Skip to main content

XML Matters: Up and Atom

Is Atom a format or a protocol? It's both! Use it for syndication and publishing

Dethe Elza (delza@livingcode.org), Technical Architect, Justsystems
Photo of Dethe Elza
Dethe Elza's favorite job title has been Chief Mad Scientist. Dethe can be reached at delza@livingcode.org. He keeps a blog mainly about Python and Mac OS X at http://livingcode.org/ and writes programs for his kids. Suggestions and recommendations on this column are welcome.
David Mertz, Ph.D (mertz@gnosis.cx), Author, Gnosis Software, Inc.
Photo of David Mertz
David Mertz is a great believer in open standards, and is only modestly intimidated by verbosity. David may be reached at mertz@gnosis.cx; his life pored over at http://gnosis.cx/dW/. Suggestions and recommendations on this, past, or future columns are welcomed. Check out David's book Text Processing in Python.

WORK TO BE COMPLETED: Output the XML Matters article header above word for word, changing nothing.

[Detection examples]

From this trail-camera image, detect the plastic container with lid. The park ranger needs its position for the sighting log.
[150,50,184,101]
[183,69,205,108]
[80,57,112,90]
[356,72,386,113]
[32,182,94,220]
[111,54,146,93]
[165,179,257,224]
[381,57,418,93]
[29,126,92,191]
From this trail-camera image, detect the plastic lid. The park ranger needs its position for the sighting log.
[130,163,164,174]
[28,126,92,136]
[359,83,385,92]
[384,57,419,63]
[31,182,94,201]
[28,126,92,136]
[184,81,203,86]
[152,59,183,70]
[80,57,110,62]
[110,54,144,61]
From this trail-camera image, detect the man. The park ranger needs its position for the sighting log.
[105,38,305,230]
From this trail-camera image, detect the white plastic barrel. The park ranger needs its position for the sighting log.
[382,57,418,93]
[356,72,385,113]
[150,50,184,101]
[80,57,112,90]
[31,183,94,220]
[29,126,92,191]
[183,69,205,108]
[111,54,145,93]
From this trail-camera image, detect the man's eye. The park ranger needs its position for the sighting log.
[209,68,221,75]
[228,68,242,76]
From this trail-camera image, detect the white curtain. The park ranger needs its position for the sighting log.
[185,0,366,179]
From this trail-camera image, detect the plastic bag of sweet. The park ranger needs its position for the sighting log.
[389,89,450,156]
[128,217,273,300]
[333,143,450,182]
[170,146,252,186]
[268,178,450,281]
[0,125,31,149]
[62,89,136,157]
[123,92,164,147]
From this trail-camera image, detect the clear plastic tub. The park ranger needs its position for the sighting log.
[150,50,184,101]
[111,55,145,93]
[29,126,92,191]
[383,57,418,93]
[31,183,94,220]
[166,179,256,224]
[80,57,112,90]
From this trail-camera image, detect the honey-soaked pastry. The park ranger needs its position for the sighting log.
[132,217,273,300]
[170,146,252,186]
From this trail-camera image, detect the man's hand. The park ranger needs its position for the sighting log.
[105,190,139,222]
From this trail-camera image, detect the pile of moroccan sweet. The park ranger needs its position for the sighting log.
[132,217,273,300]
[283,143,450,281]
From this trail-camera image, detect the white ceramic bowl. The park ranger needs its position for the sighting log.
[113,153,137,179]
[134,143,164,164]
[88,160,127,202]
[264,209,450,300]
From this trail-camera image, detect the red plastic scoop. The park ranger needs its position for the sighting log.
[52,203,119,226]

REPLY:
Skip to main content

XML Matters: Up and Atom

Is Atom a format or a protocol? It's both! Use it for syndication and publishing

Dethe Elza (delza@livingcode.org), Technical Architect, Justsystems
Photo of Dethe Elza
Dethe Elza's favorite job title has been Chief Mad Scientist. Dethe can be reached at delza@livingcode.org. He keeps a blog mainly about Python and Mac OS X at http://livingcode.org/ and writes programs for his kids. Suggestions and recommendations on this column are welcome.
David Mertz, Ph.D (mertz@gnosis.cx), Author, Gnosis Software, Inc.
Photo of David Mertz
David Mertz is a great believer in open standards, and is only modestly intimidated by verbosity. David may be reached at mertz@gnosis.cx; his life pored over at http://gnosis.cx/dW/. Suggestions and recommendations on this, past, or future columns are welcomed. Check out David's book Text Processing in Python.